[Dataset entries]
►
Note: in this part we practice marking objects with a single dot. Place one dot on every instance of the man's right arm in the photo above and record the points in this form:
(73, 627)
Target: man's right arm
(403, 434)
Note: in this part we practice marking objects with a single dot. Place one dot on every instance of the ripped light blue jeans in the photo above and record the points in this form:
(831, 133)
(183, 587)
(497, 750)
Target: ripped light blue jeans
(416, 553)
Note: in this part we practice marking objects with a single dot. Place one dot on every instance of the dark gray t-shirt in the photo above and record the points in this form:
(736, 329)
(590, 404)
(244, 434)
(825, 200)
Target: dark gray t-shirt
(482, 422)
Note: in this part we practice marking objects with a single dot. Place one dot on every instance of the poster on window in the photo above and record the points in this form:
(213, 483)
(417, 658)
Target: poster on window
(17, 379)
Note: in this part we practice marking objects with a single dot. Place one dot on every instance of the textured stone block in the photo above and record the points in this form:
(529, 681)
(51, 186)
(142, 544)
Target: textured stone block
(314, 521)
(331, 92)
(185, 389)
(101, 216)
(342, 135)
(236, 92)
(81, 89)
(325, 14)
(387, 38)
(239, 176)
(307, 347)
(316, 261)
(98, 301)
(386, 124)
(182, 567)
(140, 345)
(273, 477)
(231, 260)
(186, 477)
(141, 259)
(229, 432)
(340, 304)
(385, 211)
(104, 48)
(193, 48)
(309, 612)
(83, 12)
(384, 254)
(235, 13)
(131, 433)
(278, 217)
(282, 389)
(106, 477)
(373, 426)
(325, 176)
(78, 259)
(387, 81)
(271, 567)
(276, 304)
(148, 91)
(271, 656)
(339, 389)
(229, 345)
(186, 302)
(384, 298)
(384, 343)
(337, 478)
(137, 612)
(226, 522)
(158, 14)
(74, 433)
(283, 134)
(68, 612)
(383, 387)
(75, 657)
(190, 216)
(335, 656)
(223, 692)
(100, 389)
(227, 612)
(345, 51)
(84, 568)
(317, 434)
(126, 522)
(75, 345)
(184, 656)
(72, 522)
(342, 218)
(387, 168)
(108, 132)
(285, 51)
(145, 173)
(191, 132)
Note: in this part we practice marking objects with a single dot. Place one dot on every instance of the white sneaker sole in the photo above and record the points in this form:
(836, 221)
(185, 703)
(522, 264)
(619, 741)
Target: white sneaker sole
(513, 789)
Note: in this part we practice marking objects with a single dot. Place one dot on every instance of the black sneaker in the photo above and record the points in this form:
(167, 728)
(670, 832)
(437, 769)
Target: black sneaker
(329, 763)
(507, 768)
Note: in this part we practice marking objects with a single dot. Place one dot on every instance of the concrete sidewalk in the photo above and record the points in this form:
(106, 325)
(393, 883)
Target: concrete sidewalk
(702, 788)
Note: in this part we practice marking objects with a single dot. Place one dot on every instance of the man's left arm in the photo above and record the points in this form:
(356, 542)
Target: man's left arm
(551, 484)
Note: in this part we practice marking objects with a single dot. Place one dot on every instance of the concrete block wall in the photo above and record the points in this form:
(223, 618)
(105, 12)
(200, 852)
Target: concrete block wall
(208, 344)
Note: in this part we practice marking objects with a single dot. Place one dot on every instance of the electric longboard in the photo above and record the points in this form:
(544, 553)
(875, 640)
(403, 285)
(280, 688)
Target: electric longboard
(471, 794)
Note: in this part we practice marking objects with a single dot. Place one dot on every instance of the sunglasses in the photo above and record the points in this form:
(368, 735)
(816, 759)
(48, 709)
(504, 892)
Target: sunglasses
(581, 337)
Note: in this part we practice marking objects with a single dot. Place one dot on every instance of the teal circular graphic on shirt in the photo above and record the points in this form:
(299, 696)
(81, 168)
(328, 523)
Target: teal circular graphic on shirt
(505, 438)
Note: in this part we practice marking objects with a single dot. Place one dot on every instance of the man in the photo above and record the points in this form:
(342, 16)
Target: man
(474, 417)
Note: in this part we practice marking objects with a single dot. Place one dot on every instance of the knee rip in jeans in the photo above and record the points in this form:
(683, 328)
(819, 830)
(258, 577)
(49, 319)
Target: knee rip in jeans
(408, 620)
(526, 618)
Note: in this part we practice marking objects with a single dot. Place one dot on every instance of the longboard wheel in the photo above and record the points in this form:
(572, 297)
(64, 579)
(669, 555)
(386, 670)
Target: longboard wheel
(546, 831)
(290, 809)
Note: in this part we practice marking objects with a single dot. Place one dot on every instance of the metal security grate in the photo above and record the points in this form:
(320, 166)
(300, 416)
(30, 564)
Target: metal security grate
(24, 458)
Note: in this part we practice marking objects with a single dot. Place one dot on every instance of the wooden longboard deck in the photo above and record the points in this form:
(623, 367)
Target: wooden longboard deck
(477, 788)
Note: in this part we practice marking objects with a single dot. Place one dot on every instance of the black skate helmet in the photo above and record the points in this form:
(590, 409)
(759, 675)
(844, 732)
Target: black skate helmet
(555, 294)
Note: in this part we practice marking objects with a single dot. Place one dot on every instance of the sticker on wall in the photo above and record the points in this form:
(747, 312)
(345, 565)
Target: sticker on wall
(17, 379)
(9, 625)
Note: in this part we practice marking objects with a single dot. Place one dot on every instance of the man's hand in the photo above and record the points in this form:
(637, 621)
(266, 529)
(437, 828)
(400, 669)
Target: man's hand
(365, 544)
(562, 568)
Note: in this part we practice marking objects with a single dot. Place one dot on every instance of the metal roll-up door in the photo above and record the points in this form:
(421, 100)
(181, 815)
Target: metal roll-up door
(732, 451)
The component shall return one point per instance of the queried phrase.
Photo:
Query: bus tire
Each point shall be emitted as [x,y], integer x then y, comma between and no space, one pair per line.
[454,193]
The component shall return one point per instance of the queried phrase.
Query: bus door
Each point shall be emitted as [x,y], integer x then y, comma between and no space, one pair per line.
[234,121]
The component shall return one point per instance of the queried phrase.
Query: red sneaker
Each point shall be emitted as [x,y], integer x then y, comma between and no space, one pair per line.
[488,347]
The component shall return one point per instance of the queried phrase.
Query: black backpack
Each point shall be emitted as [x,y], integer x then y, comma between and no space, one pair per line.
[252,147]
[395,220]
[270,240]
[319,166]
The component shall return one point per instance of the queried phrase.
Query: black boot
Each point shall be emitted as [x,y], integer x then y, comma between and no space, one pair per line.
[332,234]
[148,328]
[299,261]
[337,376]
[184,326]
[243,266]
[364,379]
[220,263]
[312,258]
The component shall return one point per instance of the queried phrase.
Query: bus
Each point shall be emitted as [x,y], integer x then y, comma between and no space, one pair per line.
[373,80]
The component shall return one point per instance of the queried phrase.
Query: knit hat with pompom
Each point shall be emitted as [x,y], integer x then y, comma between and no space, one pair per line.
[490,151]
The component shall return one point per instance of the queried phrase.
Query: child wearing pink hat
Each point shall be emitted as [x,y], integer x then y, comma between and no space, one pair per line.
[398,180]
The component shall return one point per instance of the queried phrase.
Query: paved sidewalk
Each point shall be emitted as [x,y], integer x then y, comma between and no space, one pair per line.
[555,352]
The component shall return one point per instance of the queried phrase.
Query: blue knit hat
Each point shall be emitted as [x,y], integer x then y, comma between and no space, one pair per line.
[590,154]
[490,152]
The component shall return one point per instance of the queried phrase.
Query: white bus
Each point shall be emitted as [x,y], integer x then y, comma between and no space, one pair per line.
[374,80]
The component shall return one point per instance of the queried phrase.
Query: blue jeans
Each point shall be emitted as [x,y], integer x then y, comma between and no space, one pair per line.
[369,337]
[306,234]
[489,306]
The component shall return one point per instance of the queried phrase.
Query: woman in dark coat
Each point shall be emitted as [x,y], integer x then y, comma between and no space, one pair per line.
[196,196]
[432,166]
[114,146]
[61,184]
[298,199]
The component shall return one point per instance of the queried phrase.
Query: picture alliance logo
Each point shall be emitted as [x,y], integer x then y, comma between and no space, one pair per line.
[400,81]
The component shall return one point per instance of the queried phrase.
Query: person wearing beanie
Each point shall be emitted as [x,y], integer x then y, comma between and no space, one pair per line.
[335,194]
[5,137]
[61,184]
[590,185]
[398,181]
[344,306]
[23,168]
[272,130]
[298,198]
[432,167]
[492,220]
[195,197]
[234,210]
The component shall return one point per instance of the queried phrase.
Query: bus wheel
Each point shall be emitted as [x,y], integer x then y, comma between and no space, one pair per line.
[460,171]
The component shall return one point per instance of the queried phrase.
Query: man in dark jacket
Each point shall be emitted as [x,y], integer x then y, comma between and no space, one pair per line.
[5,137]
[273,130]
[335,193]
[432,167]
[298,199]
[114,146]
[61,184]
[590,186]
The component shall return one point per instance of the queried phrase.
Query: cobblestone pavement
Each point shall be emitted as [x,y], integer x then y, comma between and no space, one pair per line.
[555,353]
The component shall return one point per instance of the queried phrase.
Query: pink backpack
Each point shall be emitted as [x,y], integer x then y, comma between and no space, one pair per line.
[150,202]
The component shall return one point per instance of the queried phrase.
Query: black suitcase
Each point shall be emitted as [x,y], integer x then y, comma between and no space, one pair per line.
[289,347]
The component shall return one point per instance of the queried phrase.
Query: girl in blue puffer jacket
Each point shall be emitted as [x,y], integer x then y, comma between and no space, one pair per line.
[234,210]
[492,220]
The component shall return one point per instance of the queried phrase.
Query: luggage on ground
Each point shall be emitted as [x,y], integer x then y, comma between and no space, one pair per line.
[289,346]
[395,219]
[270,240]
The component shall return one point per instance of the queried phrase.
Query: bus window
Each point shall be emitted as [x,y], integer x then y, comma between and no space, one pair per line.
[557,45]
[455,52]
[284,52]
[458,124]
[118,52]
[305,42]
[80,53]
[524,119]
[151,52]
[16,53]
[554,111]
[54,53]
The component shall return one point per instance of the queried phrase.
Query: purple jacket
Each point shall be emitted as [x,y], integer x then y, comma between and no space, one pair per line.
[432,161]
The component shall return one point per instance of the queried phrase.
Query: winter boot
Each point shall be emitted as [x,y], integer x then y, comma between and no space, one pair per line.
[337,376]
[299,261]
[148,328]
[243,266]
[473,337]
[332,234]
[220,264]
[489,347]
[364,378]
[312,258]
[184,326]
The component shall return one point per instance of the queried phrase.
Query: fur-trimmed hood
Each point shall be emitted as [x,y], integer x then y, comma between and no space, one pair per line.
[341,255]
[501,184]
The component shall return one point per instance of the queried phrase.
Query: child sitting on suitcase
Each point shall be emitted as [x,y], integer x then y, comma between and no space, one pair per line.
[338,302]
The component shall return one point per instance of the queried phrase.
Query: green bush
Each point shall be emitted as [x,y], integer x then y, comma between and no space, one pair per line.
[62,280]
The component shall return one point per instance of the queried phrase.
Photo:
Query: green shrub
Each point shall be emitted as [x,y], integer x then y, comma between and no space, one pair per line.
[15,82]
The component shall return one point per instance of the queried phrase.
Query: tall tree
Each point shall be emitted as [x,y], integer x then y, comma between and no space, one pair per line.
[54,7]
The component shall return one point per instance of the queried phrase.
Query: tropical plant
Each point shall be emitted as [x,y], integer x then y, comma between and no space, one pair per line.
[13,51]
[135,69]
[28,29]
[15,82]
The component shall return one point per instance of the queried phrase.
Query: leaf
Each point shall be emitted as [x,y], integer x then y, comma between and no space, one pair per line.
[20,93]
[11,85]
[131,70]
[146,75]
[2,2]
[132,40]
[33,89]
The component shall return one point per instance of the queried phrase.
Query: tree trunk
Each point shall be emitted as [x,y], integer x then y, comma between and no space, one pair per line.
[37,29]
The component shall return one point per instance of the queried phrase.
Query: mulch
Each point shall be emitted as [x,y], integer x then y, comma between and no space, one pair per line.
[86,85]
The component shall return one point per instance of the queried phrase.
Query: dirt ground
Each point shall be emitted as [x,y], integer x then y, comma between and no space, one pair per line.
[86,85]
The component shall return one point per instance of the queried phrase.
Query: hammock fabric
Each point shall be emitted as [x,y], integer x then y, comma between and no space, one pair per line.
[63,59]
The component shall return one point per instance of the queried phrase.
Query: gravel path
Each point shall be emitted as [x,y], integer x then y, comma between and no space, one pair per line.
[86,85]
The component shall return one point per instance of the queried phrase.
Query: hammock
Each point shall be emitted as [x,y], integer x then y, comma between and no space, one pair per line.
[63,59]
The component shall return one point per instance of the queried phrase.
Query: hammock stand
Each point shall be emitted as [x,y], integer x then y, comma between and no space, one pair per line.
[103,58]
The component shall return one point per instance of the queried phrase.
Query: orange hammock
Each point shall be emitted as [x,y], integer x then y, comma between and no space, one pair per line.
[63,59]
◄
> Task description: Pull from the data each line where the string "child" turns up.

> Response to the exercise:
Query: child wearing pink hat
Query: child sitting on suitcase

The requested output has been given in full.